═══ FRAGMENTO SELECCIONADO ═══

Nos vamos en busca de algo que ya existe en nuestra cabeza. Ellas intentan hacer encajar en ese molde algo de lo que tienen en stock.

“Estoy buscando un pantaloncito liso”, decimos unas; “Pero mirá que se usan estampados”, responden ellas, y la hipótesis de conflicto bélico asoma en el horizonte, pavorosamente.

Los ojos de este lado recorren la mercadería con la velocidad de quien sabe lo que quiere; las manos de aquel lado eligen prendas que las de éste no tocarían ni por error.

“Mirá éste, te va a quedar bárbaro”, dicen ellas, y nosotras callamos. Apoyan discretamente ellas sobre el mostrador un talle ínfimo, imposible, y te despachan con un probátelo, no te creas, se estira.

Finalmente pasamos a la etapa del probador: la quintaesencia del infierno. Están quienes, gentiles y dotadas de una gracia misericordiosa, te dejan tiempo para el traumático proceso y ocupan su tiempo en otros menesteres. Y están las otras.

═══ MATERIAL PROPORCIONADO ═══

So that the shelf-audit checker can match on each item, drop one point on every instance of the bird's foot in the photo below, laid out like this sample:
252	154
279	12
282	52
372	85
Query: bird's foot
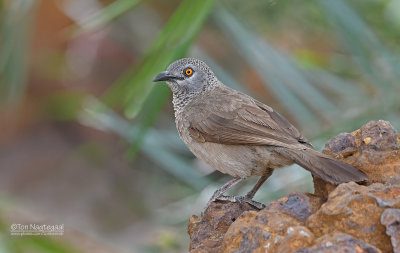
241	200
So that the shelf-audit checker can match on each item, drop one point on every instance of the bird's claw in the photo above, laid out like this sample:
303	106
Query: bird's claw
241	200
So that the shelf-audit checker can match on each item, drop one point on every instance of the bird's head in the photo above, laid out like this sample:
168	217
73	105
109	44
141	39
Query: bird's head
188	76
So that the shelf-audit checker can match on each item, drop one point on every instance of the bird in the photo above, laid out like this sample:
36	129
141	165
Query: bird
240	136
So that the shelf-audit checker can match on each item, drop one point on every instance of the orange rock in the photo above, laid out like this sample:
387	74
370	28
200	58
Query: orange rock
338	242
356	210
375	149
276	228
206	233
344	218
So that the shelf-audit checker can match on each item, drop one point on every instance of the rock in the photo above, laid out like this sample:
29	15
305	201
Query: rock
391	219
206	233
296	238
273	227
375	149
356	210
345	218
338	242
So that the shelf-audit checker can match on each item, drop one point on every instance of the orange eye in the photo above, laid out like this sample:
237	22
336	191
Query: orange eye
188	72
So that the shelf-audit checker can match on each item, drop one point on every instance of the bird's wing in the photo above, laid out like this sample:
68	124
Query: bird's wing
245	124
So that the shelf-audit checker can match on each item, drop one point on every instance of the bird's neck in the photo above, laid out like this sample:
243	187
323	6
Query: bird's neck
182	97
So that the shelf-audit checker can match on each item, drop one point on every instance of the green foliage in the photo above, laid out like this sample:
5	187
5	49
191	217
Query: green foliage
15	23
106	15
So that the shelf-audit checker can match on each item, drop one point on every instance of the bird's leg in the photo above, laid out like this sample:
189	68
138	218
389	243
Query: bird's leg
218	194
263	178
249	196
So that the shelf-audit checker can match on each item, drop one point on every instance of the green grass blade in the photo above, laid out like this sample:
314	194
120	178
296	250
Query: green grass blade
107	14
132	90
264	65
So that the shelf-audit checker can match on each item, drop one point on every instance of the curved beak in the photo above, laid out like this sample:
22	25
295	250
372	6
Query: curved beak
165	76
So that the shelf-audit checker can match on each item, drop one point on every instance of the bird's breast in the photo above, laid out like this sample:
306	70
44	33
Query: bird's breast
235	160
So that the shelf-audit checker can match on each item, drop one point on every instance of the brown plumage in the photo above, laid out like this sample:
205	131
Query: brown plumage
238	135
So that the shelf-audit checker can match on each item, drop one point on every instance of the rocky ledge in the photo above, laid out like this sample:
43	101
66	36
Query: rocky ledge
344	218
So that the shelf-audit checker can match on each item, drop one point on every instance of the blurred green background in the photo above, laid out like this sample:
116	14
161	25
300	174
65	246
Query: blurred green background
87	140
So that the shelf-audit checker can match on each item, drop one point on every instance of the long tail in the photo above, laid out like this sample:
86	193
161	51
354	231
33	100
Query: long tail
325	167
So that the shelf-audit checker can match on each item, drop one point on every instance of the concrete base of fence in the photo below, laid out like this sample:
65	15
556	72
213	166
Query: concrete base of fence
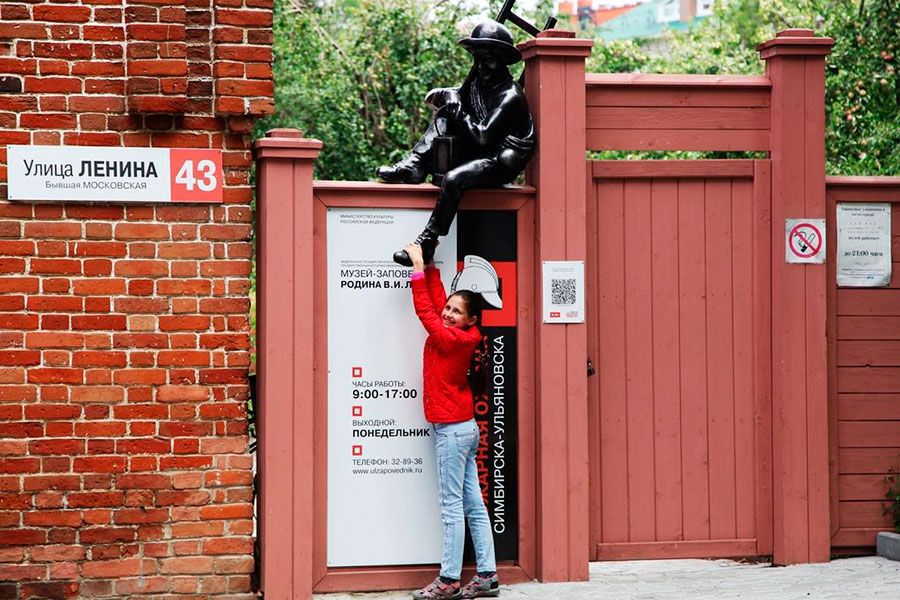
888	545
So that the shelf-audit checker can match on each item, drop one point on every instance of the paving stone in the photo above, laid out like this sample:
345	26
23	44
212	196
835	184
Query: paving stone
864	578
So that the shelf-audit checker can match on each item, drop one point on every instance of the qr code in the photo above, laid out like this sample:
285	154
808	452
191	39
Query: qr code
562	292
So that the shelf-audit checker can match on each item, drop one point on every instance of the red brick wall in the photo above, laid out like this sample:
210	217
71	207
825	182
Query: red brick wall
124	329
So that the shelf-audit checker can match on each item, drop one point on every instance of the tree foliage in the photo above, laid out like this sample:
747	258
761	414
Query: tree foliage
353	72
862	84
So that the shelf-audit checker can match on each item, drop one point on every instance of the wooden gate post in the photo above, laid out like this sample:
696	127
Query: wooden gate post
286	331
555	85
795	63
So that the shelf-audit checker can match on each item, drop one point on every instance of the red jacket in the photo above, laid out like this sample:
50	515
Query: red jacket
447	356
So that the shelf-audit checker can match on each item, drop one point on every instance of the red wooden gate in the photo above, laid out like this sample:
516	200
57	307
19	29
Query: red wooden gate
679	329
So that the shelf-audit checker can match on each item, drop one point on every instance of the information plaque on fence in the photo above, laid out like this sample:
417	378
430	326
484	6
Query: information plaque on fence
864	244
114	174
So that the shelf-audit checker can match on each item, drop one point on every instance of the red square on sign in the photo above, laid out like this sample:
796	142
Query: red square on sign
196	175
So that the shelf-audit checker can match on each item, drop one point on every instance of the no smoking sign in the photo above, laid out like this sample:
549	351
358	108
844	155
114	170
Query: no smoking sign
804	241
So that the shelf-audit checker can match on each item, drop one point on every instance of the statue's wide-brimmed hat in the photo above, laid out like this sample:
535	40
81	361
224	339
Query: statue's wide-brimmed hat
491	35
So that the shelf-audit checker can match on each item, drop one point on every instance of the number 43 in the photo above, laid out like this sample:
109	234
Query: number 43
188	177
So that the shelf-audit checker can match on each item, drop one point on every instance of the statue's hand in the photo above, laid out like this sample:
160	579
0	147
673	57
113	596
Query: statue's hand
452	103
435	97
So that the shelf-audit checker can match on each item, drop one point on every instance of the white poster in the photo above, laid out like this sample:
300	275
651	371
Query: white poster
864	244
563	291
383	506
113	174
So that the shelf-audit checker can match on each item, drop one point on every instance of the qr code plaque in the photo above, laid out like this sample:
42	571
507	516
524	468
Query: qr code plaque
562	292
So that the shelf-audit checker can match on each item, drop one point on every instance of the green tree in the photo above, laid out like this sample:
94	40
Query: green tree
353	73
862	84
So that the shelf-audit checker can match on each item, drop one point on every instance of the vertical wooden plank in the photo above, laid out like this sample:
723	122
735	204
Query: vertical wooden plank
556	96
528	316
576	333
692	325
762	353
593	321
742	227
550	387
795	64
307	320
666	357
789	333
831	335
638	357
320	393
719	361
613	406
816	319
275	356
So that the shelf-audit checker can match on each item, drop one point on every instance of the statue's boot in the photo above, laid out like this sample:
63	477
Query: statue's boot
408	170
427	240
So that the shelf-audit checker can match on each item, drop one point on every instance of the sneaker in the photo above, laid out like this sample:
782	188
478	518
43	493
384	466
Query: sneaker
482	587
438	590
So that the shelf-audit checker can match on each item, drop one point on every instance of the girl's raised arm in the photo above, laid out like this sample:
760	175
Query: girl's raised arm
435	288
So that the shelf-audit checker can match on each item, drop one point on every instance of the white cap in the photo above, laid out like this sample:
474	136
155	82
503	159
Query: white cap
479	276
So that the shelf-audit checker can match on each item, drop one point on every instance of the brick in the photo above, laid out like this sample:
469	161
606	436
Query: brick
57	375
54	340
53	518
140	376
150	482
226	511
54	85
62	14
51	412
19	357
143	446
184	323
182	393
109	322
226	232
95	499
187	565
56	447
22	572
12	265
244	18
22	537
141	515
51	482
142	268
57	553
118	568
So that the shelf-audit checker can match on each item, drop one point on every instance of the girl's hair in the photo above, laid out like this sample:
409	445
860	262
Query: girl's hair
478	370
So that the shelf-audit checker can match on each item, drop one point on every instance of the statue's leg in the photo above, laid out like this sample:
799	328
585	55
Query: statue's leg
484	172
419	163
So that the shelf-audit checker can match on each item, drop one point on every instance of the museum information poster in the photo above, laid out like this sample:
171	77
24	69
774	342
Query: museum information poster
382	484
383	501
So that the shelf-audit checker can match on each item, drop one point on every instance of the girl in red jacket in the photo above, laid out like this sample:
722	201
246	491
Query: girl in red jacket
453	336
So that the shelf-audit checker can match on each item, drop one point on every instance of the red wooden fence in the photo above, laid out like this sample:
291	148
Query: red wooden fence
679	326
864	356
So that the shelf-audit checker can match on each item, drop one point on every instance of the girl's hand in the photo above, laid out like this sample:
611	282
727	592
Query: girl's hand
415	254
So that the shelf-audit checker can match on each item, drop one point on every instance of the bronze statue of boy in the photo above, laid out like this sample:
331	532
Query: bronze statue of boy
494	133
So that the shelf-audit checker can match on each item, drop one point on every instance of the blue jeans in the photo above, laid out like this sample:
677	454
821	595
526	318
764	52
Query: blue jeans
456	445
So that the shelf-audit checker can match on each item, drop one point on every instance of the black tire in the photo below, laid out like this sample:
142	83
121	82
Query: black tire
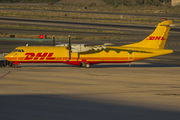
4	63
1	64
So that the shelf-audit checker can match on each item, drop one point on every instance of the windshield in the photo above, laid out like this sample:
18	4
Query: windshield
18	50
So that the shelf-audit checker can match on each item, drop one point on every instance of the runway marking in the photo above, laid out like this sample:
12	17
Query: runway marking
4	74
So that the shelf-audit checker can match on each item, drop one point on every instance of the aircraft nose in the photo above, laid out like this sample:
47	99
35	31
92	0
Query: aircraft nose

═══

§ EJERCICIOS
A) Copia del fragmento el pasaje que comienza con las palabras "Finalmente pasamos a" y termina después de "están las otras.".
B) Según el fragmento, ¿cómo se describe la etapa del probador?
C) Indica si cada afirmación concuerda con el fragmento y cita las palabras que lo deciden: (i) Las vendedoras responden que se usan estampados. (ii) Las clientas contestan en voz alta cuando les dicen que una prenda les va a quedar bárbaro. (iii) En el probador, todas las vendedoras dejan tiempo a la clienta.

§ RESULTADOS FINALES
A)
Finalmente pasamos a la etapa del probador: la quintaesencia del infierno. Están quienes, gentiles y dotadas de una gracia misericordiosa, te dejan tiempo para el traumático proceso y ocupan su tiempo en otros menesteres. Y están las otras.

B) Como la quintaesencia del infierno.

C)
(i) Sí: "Pero mirá que se usan estampados", responden ellas.
(ii) No: "y nosotras callamos".
(iii) No: "Y están las otras."